Objective: Report each line in the material below that contains the word "rear", copying every such line in full.
#### Supplied information
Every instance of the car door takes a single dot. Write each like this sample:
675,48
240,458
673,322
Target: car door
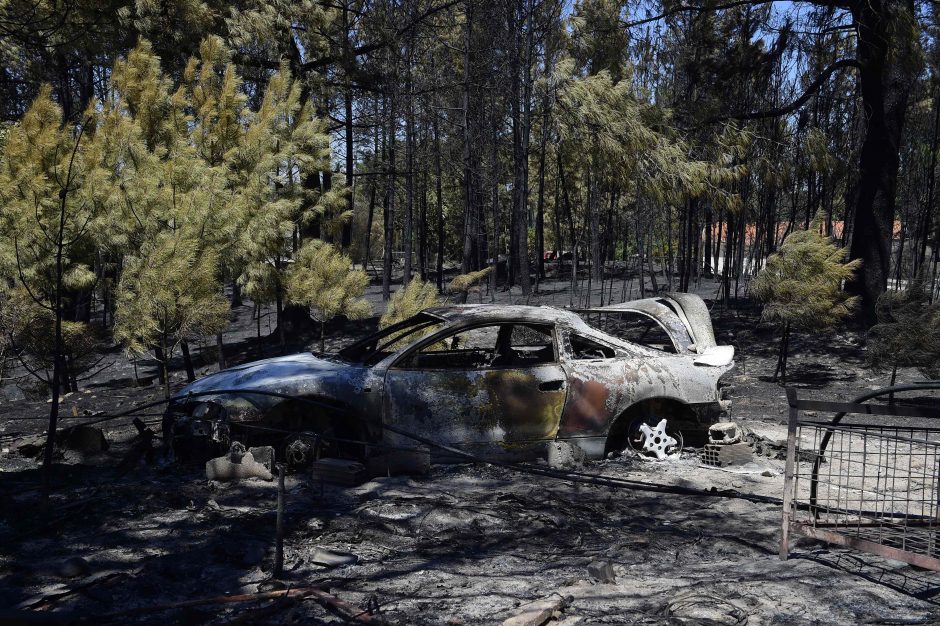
489,386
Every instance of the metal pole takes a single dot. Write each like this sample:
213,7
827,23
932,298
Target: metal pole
788,473
279,531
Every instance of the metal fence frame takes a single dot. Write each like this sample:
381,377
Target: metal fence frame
836,533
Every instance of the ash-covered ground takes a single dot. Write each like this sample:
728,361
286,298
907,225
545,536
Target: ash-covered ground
468,544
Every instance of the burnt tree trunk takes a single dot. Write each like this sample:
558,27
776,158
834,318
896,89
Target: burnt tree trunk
887,54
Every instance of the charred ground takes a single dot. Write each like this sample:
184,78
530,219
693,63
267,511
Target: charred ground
467,544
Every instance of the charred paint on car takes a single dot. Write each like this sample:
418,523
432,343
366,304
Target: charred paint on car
498,380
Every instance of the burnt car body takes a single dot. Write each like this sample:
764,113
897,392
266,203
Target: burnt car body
495,380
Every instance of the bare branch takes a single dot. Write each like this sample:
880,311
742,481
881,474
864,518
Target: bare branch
796,104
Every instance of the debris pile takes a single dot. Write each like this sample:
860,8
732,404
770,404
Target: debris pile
726,445
240,463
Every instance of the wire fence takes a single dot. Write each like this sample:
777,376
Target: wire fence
871,486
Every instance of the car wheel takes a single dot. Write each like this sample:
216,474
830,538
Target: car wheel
653,437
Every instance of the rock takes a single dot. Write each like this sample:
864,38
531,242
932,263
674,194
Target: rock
84,439
272,585
236,465
602,572
538,612
263,455
74,567
725,433
563,455
333,558
30,447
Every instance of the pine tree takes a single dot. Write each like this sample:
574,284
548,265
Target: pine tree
168,294
801,288
908,331
45,220
322,279
408,301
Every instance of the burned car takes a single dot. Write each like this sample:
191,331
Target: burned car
495,380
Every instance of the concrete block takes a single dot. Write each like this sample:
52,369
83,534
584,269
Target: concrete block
721,455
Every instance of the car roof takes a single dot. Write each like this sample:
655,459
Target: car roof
457,313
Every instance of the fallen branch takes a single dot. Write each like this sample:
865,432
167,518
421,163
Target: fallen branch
344,609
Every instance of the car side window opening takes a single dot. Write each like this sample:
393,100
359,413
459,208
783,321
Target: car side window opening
486,347
583,348
376,347
636,328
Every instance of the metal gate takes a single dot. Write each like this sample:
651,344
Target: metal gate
873,486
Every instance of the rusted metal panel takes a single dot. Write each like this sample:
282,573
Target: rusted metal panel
509,407
839,539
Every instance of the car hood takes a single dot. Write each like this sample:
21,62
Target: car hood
301,374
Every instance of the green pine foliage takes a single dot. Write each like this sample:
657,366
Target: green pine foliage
801,287
908,331
409,301
322,279
168,294
469,282
44,204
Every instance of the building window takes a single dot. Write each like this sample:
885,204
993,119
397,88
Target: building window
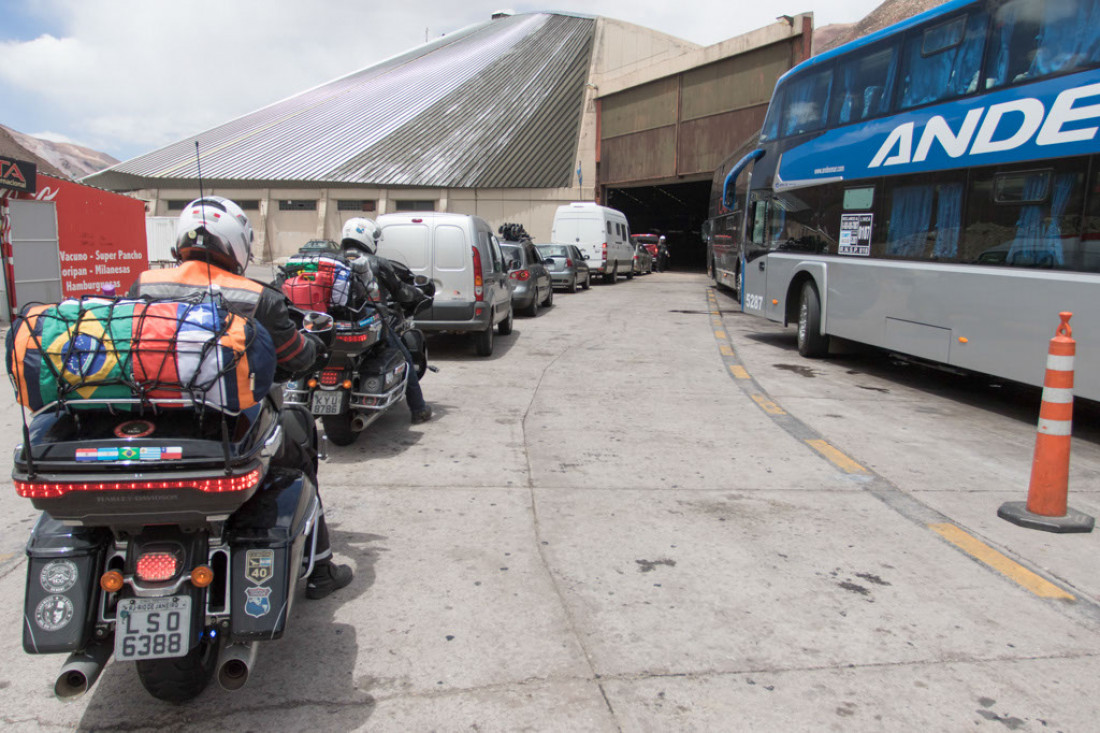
298,205
355,205
414,206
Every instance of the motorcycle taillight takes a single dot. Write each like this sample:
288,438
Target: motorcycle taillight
157,566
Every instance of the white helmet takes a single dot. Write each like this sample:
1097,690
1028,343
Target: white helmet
361,233
216,229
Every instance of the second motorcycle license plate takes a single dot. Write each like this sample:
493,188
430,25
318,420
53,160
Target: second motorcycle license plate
153,627
328,403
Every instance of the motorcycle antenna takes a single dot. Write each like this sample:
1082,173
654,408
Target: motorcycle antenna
213,306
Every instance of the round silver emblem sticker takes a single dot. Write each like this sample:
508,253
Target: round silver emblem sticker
54,612
58,576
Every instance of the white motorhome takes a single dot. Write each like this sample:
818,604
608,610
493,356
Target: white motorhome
601,233
462,256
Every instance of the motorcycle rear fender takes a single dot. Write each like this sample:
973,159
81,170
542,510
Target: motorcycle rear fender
63,570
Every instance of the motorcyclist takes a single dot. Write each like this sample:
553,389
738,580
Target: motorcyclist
359,240
213,245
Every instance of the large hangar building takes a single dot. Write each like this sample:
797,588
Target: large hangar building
507,119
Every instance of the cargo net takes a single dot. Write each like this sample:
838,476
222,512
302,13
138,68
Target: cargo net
138,354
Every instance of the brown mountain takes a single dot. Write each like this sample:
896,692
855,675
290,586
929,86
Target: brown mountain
57,159
888,13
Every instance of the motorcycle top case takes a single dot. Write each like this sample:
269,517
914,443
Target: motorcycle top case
62,586
173,352
318,282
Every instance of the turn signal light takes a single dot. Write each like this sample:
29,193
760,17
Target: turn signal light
111,581
201,577
157,567
54,490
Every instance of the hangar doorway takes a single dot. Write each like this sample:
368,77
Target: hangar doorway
677,210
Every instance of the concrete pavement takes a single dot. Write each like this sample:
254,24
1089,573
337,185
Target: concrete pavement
601,529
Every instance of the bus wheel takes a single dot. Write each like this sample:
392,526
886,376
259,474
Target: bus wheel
812,343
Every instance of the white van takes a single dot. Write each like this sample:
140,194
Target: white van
601,233
462,256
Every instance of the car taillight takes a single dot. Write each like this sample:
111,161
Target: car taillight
479,282
158,566
216,485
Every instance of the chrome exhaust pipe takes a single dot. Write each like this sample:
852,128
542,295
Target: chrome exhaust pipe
81,669
234,665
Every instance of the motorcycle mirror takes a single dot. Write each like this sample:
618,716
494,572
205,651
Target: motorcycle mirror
316,321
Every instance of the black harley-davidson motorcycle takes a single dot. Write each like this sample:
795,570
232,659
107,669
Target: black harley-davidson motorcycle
365,375
174,538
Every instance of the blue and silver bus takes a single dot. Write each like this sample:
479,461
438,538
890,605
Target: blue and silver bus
934,189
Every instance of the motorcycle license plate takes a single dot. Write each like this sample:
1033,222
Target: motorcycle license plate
328,403
153,627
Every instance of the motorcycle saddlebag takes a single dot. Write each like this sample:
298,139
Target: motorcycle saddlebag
174,352
62,595
268,539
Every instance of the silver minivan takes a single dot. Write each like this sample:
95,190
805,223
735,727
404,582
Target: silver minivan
462,256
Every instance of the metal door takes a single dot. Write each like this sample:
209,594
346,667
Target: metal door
35,254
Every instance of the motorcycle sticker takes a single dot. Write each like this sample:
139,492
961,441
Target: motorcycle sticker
58,576
260,566
53,613
259,601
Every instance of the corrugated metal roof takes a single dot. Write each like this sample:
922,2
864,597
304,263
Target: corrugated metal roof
496,105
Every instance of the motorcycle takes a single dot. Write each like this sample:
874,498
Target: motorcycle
172,535
364,375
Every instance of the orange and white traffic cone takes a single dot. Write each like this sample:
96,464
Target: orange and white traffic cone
1045,507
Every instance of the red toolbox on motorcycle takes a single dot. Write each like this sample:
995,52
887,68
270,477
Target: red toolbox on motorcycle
320,282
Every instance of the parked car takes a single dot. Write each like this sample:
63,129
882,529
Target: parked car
530,276
642,260
601,233
568,269
650,241
461,255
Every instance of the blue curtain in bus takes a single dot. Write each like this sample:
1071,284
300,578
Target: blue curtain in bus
1069,36
909,221
1036,245
948,221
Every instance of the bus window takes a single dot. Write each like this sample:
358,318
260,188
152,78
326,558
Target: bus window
943,62
864,87
925,218
1031,40
805,106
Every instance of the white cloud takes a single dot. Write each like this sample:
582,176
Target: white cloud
128,76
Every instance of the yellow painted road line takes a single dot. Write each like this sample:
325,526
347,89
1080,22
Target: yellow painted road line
998,561
836,457
767,405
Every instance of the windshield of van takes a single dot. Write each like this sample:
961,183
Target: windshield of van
573,230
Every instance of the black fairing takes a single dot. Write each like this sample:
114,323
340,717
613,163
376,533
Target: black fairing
62,586
268,538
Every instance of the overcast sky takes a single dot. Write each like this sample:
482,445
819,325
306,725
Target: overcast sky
129,76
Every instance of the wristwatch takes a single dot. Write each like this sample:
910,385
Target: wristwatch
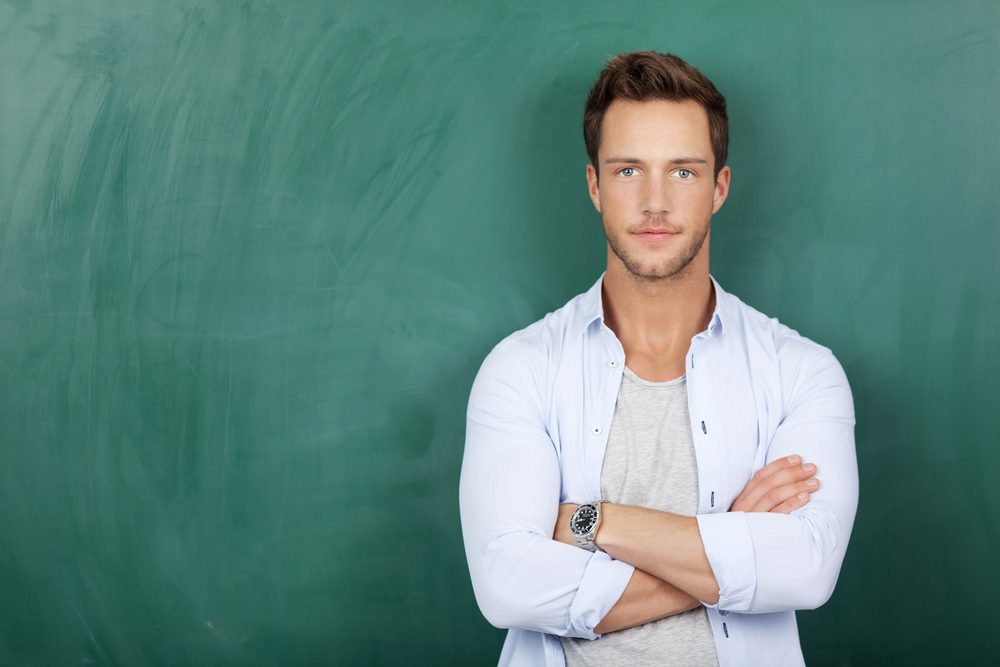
########
Reply to the task:
Every instance of the motorcycle rear fender takes a single dot. Write each like this sample:
Target: motorcycle rear fender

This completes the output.